Records for this task —

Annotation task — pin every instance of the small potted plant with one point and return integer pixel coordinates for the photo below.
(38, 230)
==
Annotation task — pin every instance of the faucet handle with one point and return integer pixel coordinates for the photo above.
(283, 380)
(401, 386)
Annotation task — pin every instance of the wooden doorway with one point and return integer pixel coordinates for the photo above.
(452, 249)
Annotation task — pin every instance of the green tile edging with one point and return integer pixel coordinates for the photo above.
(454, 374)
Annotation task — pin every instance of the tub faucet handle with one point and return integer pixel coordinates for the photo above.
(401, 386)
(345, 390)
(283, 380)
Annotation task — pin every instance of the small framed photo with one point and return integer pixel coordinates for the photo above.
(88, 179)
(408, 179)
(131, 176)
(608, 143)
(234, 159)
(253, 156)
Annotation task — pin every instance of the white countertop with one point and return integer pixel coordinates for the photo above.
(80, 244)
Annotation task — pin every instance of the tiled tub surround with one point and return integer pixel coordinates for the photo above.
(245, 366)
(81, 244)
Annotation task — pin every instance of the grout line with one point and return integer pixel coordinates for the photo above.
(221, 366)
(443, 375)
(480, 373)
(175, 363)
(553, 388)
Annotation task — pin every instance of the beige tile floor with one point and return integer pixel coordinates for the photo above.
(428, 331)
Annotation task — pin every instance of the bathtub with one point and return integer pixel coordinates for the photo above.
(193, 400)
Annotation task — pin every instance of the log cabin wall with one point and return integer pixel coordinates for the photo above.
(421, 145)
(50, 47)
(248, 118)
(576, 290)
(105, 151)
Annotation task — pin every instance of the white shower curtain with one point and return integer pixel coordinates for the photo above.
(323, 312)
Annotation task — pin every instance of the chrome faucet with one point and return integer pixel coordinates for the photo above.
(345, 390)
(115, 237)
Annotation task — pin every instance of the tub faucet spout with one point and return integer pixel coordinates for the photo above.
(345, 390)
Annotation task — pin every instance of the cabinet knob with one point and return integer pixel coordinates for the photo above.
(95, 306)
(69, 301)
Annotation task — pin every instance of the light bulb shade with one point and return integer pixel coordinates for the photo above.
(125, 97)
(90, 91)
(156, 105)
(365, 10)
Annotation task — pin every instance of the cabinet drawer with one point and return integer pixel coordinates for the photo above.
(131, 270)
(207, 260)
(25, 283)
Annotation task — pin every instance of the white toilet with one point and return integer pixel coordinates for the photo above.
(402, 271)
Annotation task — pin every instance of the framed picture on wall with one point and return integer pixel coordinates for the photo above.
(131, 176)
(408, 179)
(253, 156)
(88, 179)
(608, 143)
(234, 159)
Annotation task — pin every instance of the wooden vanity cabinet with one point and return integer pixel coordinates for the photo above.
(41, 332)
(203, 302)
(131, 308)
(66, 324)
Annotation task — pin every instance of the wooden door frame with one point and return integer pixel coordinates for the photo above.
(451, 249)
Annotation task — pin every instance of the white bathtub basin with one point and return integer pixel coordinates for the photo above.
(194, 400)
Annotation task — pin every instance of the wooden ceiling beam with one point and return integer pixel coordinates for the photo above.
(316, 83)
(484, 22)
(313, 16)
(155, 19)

To do — Count how many lines in the rows above contain the word "wooden". Give only the number.

Task response — 4